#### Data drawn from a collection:
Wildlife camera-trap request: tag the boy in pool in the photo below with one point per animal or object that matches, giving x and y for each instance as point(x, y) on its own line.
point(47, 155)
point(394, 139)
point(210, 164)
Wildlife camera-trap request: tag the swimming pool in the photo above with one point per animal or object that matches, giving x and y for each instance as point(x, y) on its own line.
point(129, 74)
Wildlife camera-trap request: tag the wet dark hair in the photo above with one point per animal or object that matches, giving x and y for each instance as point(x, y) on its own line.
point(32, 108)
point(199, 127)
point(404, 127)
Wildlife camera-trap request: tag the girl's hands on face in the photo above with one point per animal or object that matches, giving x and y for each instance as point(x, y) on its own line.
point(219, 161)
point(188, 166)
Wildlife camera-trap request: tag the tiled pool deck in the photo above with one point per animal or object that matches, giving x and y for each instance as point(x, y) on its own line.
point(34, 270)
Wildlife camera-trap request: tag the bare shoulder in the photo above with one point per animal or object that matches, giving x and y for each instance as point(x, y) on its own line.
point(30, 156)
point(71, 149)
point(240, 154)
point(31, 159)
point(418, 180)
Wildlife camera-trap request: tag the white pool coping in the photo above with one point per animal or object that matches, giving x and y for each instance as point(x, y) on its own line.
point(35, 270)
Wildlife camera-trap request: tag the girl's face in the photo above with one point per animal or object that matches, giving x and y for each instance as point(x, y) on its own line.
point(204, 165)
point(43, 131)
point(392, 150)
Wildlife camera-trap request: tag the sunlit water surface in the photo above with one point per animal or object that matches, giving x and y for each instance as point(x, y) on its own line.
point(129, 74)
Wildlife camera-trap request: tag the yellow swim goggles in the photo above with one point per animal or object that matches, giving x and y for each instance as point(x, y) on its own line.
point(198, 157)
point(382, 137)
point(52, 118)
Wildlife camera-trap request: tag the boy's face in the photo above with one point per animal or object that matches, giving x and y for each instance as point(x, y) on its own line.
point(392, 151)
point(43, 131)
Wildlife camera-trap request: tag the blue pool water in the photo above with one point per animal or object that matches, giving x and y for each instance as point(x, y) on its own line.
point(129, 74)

#### Challenge:
Reproduce every line of the entries from the one containing "Wildlife camera-trap request: tag the sunlit" down to the one containing "point(52, 118)", including both of those lines and leaving the text unchanged.

#### Response to the exercise:
Wildlife camera-trap request: tag the sunlit water surface in the photo above with one point per animal or object that matches, giving x and y for each instance as point(x, y) on its own line.
point(129, 74)
Wildlife camera-trap request: tag the yellow swim goggles in the photo above with one point per animal or object that matches, giving x and y for each instance as point(x, y) on its own line.
point(198, 157)
point(382, 137)
point(52, 118)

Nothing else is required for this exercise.